(Records from a data collection)
□ □ □

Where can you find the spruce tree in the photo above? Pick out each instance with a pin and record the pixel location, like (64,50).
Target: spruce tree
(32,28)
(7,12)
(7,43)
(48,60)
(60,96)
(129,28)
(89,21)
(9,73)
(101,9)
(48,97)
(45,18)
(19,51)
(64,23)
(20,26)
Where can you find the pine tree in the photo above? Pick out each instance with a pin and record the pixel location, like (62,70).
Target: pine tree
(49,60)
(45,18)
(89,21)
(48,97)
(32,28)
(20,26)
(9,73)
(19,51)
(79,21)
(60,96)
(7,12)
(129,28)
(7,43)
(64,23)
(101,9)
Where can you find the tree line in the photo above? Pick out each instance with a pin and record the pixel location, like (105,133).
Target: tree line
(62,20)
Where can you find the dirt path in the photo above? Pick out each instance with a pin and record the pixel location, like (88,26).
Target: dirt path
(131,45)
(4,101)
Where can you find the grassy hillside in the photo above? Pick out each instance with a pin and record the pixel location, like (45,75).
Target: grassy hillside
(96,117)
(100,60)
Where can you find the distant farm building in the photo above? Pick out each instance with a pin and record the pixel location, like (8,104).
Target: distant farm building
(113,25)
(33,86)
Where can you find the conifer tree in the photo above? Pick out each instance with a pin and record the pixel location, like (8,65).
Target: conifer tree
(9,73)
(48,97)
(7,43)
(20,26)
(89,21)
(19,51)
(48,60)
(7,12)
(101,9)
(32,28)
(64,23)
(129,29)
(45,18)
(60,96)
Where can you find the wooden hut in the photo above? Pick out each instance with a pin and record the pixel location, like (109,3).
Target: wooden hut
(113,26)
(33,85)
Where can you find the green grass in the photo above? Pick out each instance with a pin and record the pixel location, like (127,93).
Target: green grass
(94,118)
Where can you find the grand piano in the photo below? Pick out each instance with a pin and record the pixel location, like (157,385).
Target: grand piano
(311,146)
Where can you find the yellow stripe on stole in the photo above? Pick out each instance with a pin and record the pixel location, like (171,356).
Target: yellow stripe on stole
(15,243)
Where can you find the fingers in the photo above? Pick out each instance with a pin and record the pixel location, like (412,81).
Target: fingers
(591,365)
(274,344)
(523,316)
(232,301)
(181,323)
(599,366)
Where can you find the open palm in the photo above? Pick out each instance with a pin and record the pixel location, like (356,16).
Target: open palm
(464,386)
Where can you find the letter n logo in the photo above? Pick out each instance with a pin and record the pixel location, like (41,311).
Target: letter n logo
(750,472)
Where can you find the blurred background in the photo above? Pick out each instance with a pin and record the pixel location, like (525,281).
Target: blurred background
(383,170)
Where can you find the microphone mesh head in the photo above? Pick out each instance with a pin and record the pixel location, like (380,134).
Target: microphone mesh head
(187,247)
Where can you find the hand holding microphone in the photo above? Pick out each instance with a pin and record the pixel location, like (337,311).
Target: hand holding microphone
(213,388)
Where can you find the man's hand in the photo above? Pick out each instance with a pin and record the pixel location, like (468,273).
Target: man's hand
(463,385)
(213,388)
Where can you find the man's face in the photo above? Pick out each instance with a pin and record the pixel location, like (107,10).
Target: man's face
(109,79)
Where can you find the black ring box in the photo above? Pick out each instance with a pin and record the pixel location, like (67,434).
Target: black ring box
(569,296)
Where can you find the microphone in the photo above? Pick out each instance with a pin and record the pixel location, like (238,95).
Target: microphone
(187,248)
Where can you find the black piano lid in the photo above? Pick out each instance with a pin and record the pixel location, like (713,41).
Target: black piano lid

□ □ □

Exercise goal: In full and without change, transcribe the entries.

Exercise result:
Where can you find the spruce tree in the photo above? Pick out each instance with a pin and record the pixel location, like (64,50).
Target: spruce tree
(32,28)
(7,12)
(7,43)
(48,60)
(60,96)
(129,28)
(89,21)
(9,73)
(101,9)
(48,97)
(45,18)
(19,51)
(64,23)
(20,26)
Where can you find the pine tree in the photo above? Pick out each instance with a pin and record the pixel location, like (62,70).
Target: pine tree
(49,60)
(45,18)
(89,21)
(48,97)
(32,28)
(20,26)
(9,73)
(19,51)
(79,21)
(60,96)
(7,12)
(129,28)
(7,43)
(64,23)
(101,9)
Where can you find the tree line in the photo above? Pick out each instance with a pin and record the pixel location, like (105,133).
Target: tree line
(62,20)
Where can you find the dirt path in the photo above? Pick out each instance with a pin and record the pixel location, like (88,26).
Target: dirt path
(131,45)
(4,101)
Where can you find the grassy hillside in the photo above? Pick out each instance with a pin and record the pixel location, like (45,75).
Target: grassy hillside
(96,117)
(100,60)
Where can you find the distant farm building in the photo above? Pick out each instance with a pin and record the pixel location, like (8,104).
Target: distant farm building
(113,25)
(33,86)
Where can you find the conifer tree in the photo above? Pick out each instance with a pin and record the pixel location, like (8,65).
Target: conifer tree
(9,73)
(48,97)
(7,43)
(20,26)
(89,21)
(19,51)
(48,60)
(7,12)
(101,9)
(32,28)
(64,23)
(129,29)
(45,18)
(60,96)
Where can you find the wooden hut in the photo above? Pick out each instance with a pin and record the pixel location, like (109,3).
Target: wooden hut
(113,26)
(33,85)
Where can you find the green grass in the photo above? Pick out each instance with a pin and record the pixel location, like (127,93).
Target: green grass
(94,118)
Where can you find the grand piano in the photo below? Pick out each instance with a pin and record the pixel location, like (157,385).
Target: grand piano
(311,146)
Where can you find the yellow stripe on stole in the photo above? Pick out each instance with a pin and record the pixel location, like (171,356).
Target: yellow stripe on stole
(15,243)
Where can you find the fingers in the photo above? Pick out each instance with a pin and record the pixel location, like (412,81).
Target: fingers
(591,365)
(274,344)
(523,316)
(232,301)
(181,323)
(599,366)
Where can you find the open palm in the photo above? Pick out each instance with a pin and record the pixel location, like (356,16).
Target: open palm
(464,386)
Where can you find the letter n logo in the photo above? Pick out each instance with a pin and record the pixel location, like (41,311).
Target: letter n logo
(750,472)
Where can you find the blurred background in the photo above? Pick out each instance with a pin and record the pixel location, like (525,281).
Target: blurred background
(383,170)
Where can you find the microphone mesh head in the photo above? Pick out each instance with a pin and record the pixel location, like (380,134).
Target: microphone mesh head
(187,247)
Where can you find the hand holding microphone in the photo above? Pick out each instance with a pin and record the pixel location, like (337,311).
Target: hand holding microphone
(213,388)
Where can you find the man's hand in the photo above? Pick out each instance with a pin and record the pixel location, like (468,273).
Target: man's hand
(463,385)
(213,388)
Where can you find the man's face in the photo above? Pick out each instance with a pin and record the pixel location, like (107,10).
Target: man's face
(109,79)
Where can you find the black ring box in the photo above? Pick out each instance with a pin and record the pixel location, like (67,434).
Target: black ring box
(569,296)
Where can you find the microphone in the photo above? Pick out each instance with a pin and record the pixel location, like (238,95).
Target: microphone
(187,248)
Where can you find the black piano lid in the photo above? Pick out each instance with a pin and record the pixel location, like (713,41).
Target: black piano lid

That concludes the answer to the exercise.